** Assignment **
A faithful copy of the data below is required, leaving out every picture.

** Records drawn from a dataset **
________________________
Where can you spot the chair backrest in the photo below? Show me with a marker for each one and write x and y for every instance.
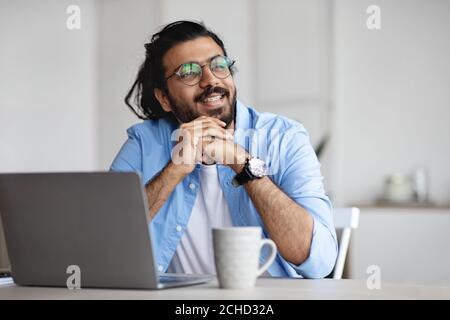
(345, 219)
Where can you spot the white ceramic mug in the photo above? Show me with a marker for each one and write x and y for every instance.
(236, 256)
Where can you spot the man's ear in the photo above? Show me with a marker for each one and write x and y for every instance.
(162, 99)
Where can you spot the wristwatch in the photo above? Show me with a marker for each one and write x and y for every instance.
(254, 168)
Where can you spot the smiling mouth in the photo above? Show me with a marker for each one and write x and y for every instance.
(213, 100)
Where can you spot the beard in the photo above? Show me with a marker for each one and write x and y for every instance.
(184, 113)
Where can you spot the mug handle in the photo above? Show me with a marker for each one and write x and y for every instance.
(270, 259)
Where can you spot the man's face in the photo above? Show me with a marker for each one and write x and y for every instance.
(190, 102)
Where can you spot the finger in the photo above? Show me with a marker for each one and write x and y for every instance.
(217, 133)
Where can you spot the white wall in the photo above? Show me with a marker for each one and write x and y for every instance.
(48, 81)
(392, 97)
(124, 27)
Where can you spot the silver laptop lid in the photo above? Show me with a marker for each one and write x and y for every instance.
(96, 221)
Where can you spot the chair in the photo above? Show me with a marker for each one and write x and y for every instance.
(345, 219)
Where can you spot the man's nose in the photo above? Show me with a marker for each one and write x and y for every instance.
(208, 78)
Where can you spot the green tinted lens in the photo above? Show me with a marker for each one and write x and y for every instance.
(220, 66)
(190, 72)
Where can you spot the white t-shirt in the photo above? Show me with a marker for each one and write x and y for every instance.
(194, 253)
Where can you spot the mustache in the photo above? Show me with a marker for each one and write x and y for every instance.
(210, 90)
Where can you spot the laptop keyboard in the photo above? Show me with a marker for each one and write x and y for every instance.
(170, 278)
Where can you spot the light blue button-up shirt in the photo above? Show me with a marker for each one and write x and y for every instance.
(282, 143)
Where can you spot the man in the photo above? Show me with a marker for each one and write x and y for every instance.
(209, 161)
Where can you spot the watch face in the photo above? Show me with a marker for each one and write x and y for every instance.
(257, 167)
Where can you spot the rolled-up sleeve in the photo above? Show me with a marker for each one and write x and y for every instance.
(301, 179)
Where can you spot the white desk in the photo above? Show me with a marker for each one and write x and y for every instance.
(266, 288)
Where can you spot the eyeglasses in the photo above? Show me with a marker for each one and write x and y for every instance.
(190, 73)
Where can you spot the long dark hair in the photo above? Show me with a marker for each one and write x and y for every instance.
(141, 98)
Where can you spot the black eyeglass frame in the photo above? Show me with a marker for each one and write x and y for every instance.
(230, 64)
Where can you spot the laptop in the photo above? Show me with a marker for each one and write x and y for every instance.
(94, 223)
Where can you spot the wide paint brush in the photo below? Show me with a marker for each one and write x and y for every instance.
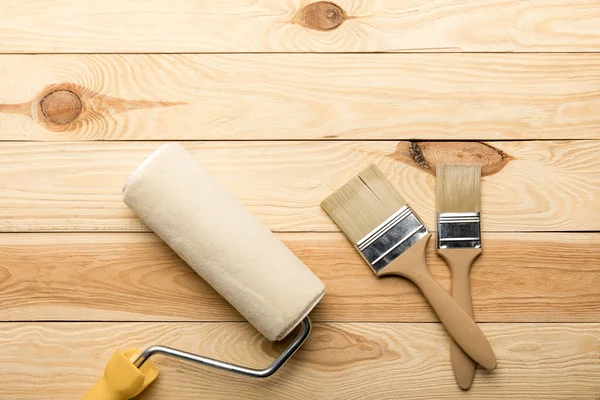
(392, 239)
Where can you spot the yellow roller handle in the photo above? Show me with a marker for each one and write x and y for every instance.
(122, 380)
________________________
** Result for this exercise **
Where can you spot the chair backrest in the photo below? Show me with a marker for each one and write x and y for every instance.
(345, 219)
Where can you spot the white ceramic mug in the photo above? Show me with a marker for each one and write x and y for every instance.
(236, 256)
Where can you spot the man's ear in the photo above? Show me with a marker for each one and write x and y for every instance.
(162, 99)
Where can you spot the wristwatch in the photo above? Show me with a marker for each one and write x and y for every instance.
(254, 168)
Where can you spot the smiling mouth in the photo above? Show me with a marker for each one and write x and y for every instance.
(213, 100)
Where can you spot the beard in the photo above? Show me with a marker for each one and write x and y for every instance.
(184, 113)
Where can you spot the mug handle in the photo above? Show me with a marker for each one and write x and y for every instance.
(270, 259)
Where can you spot the man's face in the photo above? Show me with a marker for each one and write x and y for every instance.
(190, 102)
Where can you spot the finger in the photo above? Show me with a marker for each one and write x and y for every instance.
(217, 133)
Where can you spot the white wall in the photo above? Show me with a marker for each one and write x and y for every instance.
(48, 81)
(392, 97)
(124, 27)
Where can you spot the silver laptop lid in the photo above? Show me with a marker for each one and write x and y for every instance.
(96, 221)
Where can you spot the chair in the photo above? Show me with a marker for each one and write x and y for every instance.
(345, 219)
Where can you spot the man's nose in the photo above? Show me with a marker for each one and write x and y for every instance.
(208, 78)
Where can you spot the green tinted lens in the photo above? Show me with a marker for each one and write x and y for every instance.
(220, 66)
(190, 72)
Where can you spot the white t-shirt in the photo above? Show me with a marker for each one and write x and y for every instance.
(194, 253)
Where can you spot the mustache in the photo above? Show me with a marker for each one and write x and y for every instance.
(210, 90)
Where can you spot the laptop keyboard in the photo above? Show me with a marker for each one and write x and y for every instance.
(170, 278)
Where can you spot the light blue button-up shirt in the photo above? Show me with a marker for each one and write x and y for every instance.
(282, 143)
Where can you spot the man in the photo above? Show me with a marker for each one and write x and y for every instance.
(209, 161)
Where can you spot the watch face in the photo above? Show me with a marker for each one and write x and y for every instance.
(257, 167)
Where can you spot the rolled-up sleeve in the photo above? Show me with a marker for each one and write x and y for every instance.
(301, 179)
Where can you spot the white desk in the photo above? Show me with a marker for each one and write x and y for every instance.
(266, 288)
Where can you spot the eyeglasses in the photo above? Show me with a marker for each one and write x and y for every instance.
(190, 73)
Where can you spot the long dark hair in the photo above? Show me with a marker for each one and write x and y for every instance.
(141, 98)
Where can you spot the black eyeglass frame in the photo above? Show me with a marker for each one and write x and y for every instance.
(230, 64)
Where can you spot the laptop in the photo above? Show me with a marker for each one and write x and y for every instance.
(94, 223)
Where can you spot the wide paint brush in the photo below? Show me with a marker for each one and write x and y for every instance.
(392, 239)
Where can you spot the yellow roller handle in the photo above? Show me with a marker for each one and write x and y for every instance.
(122, 380)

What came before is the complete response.